What to produce: Can you reproduce the data beneath, keeping every line exact?

╔══

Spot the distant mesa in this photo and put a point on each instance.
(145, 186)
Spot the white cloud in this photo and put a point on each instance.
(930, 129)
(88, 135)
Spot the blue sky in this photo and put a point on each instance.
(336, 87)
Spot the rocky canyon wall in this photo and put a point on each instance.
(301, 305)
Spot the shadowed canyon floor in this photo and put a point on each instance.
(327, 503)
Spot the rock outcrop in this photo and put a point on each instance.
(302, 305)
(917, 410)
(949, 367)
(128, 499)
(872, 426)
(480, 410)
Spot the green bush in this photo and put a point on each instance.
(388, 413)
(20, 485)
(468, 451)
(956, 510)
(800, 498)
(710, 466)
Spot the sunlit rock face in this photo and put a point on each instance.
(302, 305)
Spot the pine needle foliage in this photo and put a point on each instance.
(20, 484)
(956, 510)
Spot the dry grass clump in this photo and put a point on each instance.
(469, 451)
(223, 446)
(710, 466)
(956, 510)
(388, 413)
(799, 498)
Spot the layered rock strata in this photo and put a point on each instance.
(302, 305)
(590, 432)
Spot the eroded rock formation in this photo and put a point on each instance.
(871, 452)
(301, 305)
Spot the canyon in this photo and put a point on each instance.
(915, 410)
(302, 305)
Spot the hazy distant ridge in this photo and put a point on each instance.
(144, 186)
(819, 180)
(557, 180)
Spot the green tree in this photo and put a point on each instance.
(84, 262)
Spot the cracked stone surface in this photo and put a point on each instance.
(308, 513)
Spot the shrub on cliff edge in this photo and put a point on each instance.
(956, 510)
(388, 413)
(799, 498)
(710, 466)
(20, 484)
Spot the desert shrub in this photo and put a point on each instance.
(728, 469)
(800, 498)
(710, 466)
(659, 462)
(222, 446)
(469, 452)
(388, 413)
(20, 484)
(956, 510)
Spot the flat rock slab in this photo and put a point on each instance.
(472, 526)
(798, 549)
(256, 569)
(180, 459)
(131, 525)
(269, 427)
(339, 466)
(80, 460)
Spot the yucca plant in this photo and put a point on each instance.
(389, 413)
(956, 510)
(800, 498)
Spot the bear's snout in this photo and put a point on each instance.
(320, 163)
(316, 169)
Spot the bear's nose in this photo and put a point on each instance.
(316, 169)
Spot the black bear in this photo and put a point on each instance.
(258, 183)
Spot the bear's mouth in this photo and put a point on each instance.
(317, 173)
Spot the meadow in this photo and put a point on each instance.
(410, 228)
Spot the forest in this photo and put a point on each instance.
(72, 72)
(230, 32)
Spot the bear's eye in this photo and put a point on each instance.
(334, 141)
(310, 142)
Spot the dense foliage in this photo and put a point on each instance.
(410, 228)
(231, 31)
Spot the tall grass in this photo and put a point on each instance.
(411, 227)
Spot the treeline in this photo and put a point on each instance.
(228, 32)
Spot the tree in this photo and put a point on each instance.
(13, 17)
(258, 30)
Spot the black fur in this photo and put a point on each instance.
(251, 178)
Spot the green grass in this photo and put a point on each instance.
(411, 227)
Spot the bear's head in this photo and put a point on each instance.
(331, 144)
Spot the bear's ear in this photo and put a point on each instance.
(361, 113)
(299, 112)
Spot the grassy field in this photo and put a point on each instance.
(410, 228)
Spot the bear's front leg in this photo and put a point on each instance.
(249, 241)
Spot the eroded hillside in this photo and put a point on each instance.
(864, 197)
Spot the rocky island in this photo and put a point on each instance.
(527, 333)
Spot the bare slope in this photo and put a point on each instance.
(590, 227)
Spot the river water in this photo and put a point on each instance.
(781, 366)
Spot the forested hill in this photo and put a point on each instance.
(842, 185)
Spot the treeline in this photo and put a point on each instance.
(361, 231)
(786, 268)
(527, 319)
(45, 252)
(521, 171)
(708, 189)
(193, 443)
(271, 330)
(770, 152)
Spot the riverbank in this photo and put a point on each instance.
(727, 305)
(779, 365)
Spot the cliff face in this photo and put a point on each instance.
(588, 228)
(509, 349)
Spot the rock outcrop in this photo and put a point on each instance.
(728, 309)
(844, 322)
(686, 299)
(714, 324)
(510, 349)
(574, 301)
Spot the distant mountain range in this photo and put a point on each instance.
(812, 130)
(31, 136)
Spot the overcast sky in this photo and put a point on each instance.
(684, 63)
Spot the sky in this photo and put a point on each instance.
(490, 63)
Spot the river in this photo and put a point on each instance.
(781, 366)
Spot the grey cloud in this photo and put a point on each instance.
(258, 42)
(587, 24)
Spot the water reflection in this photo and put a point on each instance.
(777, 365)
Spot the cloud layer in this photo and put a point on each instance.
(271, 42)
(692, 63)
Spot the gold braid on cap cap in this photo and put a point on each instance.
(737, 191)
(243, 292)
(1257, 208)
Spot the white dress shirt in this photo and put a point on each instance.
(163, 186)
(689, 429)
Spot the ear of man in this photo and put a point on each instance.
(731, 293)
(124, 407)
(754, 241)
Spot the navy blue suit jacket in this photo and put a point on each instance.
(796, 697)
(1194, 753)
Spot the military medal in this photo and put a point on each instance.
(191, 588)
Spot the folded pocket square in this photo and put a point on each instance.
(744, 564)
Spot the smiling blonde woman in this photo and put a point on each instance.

╚══

The answer:
Spot the distant mesa in this photo and put a point on each instance.
(145, 186)
Spot the white cloud in this photo and put a point on each instance.
(930, 129)
(88, 135)
Spot the blue sky in this photo and put a point on each instance.
(336, 87)
Spot the rocky canyon wall in this photo and put a point on each instance.
(301, 305)
Spot the shadowed canyon floor in this photo and put a point on each instance.
(327, 503)
Spot the rock outcrop in this photo and put a point on each instance.
(302, 305)
(917, 410)
(949, 367)
(128, 499)
(872, 426)
(480, 410)
Spot the green bush in this photo and put a point on each instance.
(388, 413)
(20, 485)
(468, 451)
(956, 510)
(800, 498)
(710, 466)
Spot the sunlit rock face in this photo and put a point on each instance.
(302, 305)
Spot the pine needle foliage in this photo and put a point on each instance.
(20, 484)
(956, 510)
Spot the dry grass clump in this photo and put a point on each instance.
(469, 451)
(223, 446)
(710, 466)
(956, 510)
(388, 413)
(799, 498)
Spot the layered rock strata in this photo and put a point on each instance.
(302, 305)
(590, 432)
Spot the eroded rock formation in this photo and put a point on each instance.
(871, 452)
(301, 305)
Spot the canyon in this photo and put a point on each instance.
(915, 410)
(302, 305)
Spot the hazy distant ridge in this photo and put a point on each instance.
(144, 186)
(819, 180)
(557, 180)
Spot the green tree in this photo and put a point on each instance.
(84, 262)
Spot the cracked stone surface in this photo and put a point on each instance.
(308, 513)
Spot the shrub on cliff edge in this photo and put a point on each instance.
(956, 510)
(388, 413)
(799, 498)
(710, 466)
(20, 484)
Spot the desert shrub in this photo and put a point on each instance.
(728, 469)
(800, 498)
(710, 466)
(659, 462)
(222, 446)
(469, 452)
(388, 413)
(20, 484)
(956, 510)
Spot the flat rock slab in this photo and put a point on each instance.
(472, 526)
(798, 549)
(256, 569)
(180, 459)
(131, 525)
(269, 427)
(339, 466)
(80, 460)
Spot the yucca plant in this photo and put a point on each instance.
(389, 413)
(956, 510)
(800, 498)
Spot the bear's snout in this photo and put a point on each instance.
(320, 163)
(316, 169)
Spot the bear's nose in this photo and put a point on each instance.
(316, 169)
Spot the black bear in this photo and put a point on each instance.
(258, 183)
Spot the bear's mouth in this photo and put a point on each instance.
(317, 173)
Spot the meadow in this photo and put a point on each instance.
(410, 228)
Spot the forest in this photo and put a point on each instance.
(72, 72)
(230, 32)
Spot the bear's eye in this photo and put a point on each instance.
(334, 141)
(310, 142)
Spot the dense foliage in this photo and put a point on each instance.
(410, 228)
(231, 31)
Spot the tall grass in this photo and put a point on each instance.
(411, 227)
Spot the treeline in this photo and put a point on each instance.
(228, 32)
Spot the tree in this photo and put a point on each instance.
(13, 17)
(258, 30)
Spot the black fur in this photo and put a point on each instance.
(251, 178)
Spot the green grass in this photo and put a point on each instance.
(411, 227)
Spot the bear's head in this photo and put a point on each instance.
(331, 144)
Spot the bear's ear in this photo and put a point on each instance.
(361, 113)
(299, 112)
Spot the grassy field in this photo and put a point on each instance.
(410, 228)
Spot the bear's front leg in this photo and put a point on each instance.
(249, 241)
Spot the eroded hillside in this photo and put a point on each instance.
(864, 197)
Spot the rocky island in this photo and put a point on each instance.
(527, 333)
Spot the bare slope in this photo and put a point on each instance.
(590, 227)
Spot the river water in this photo and put a point on each instance.
(781, 366)
Spot the forested hill in this photo and put a point on each instance.
(842, 185)
Spot the treeline in this photo and put a point on each instance.
(361, 231)
(786, 268)
(527, 319)
(45, 252)
(521, 171)
(708, 189)
(193, 443)
(271, 330)
(770, 152)
Spot the riverbank in this photo and put a point on each instance.
(727, 305)
(779, 365)
Spot the cliff face in this photo and put a point on each instance.
(588, 228)
(509, 349)
Spot the rock outcrop in this photo and put a point on each instance.
(728, 309)
(844, 322)
(686, 299)
(714, 324)
(510, 349)
(574, 301)
Spot the distant mountain range in this photo and put a point on each instance.
(812, 130)
(31, 136)
Spot the overcast sky in this photo and put a point on each instance.
(684, 63)
Spot the sky in this photo and put a point on each instance.
(490, 63)
Spot the river in this photo and put a point on each instance.
(781, 366)
Spot the grey cloud in this photo and put a point on each instance.
(258, 42)
(587, 24)
Spot the water reflection in this photo and put a point on each instance.
(777, 365)
Spot the cloud layer in this photo and put a point on each instance.
(271, 42)
(692, 63)
Spot the gold braid on cap cap in this photo and put a point on each instance.
(737, 191)
(243, 292)
(1257, 208)
Spot the white dress shirt in this photo and put a point on each instance.
(163, 186)
(689, 429)
Spot the ear of man in this photo and put a point on each instance.
(731, 293)
(124, 407)
(754, 241)
Spot the navy blue suit jacket in this photo and put a point on each instance.
(796, 697)
(1194, 753)
Spot the military medal in this photo and put a point on each instance.
(191, 588)
Spot the folded pocket square in this photo and put a point on each instance.
(744, 564)
Spot the smiling blonde woman in this photo and put a point on each instance.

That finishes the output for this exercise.